▶ Set exercise 1:
In the humorous list of tool definitions, what is the skill saw said to be used for?
▶ Set exercise 2:
Write the next few entries in the humorous list of tool definitions, picking up after the belt sander entry and matching its style.

▶ Passage shown:
Friday, March 20, 2009

Tools Explained

DRILL PRESS: A tall upright machine useful for suddenly snatching flat metal bar stock out of your hands so that it smacks you in the chest and flings your beer across the room, denting the freshly-painted project which you had carefully set in the corner where nothing could get to it.

WIRE WHEEL: Cleans paint off bolts and then throws them somewhere under the workbench with the speed of light. Also removes fingerprints and hard-earned calluses from fingers in about the time it takes you to say, 'Oh sh -- '

ELECTRIC HAND DRILL: Normally used for spinning pop rivets in their holes until you die of old age.

SKILL SAW: A portable cutting tool used to make studs too short.

PLIERS: Used to round off bolt heads. Sometimes used in the creation of blood-blisters.

BELT SANDER: An electric sanding tool commonly used to convert minor touch-up jobs into major refinishing jobs.

▶ Source material:
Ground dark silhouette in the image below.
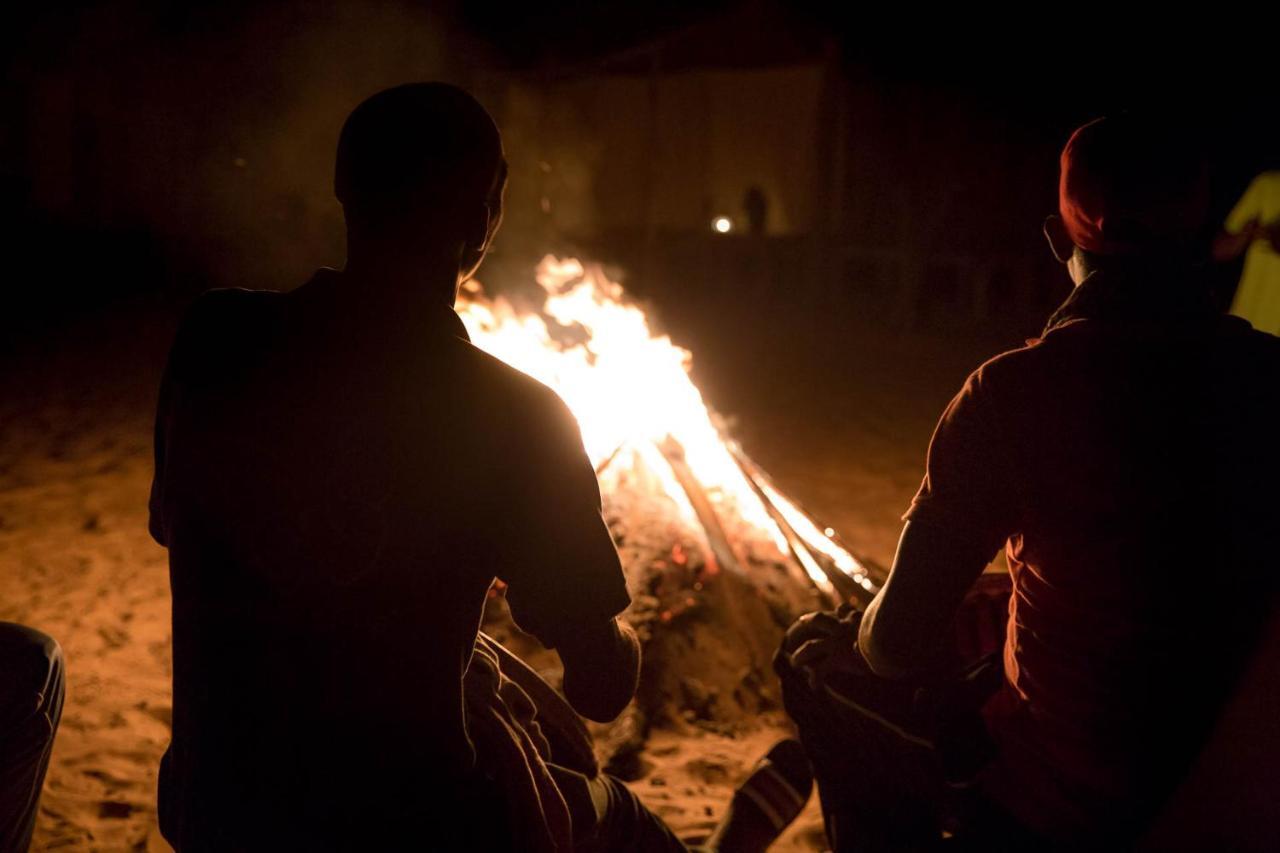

▶ Reply 1:
Making studs too short.

▶ Reply 2:
HACKSAW: One of a family of cutting tools built on the Ouija board principle. It transforms human energy into a crooked, unpredictable motion, and the more you attempt to influence its course, the more dismal your future becomes.

VISE-GRIPS: Generally used after pliers to completely round off bolt heads. If nothing else is available, they can also be used to transfer intense welding heat to the palm of your hand.

OXYACETYLENE TORCH: Used almost entirely for lighting various flammable objects in your shop on fire. Also handy for igniting the grease inside the wheel hub out of which you want to remove a bearing race.

TABLE SAW: A large stationary power tool commonly used to launch wood projectiles for testing wall integrity.

HYDRAULIC FLOOR JACK: Used for lowering an automobile to the ground after you have installed your new brake shoes, trapping the jack handle firmly under the bumper.

BAND SAW: A large stationary power saw primarily used by most shops to cut good aluminum sheet into smaller pieces that more easily fit into the trash can after you cut on the inside of the line instead of the outside edge.

TWO-TON ENGINE HOIST: A tool for testing the maximum tensile strength of everything you forgot to disconnect.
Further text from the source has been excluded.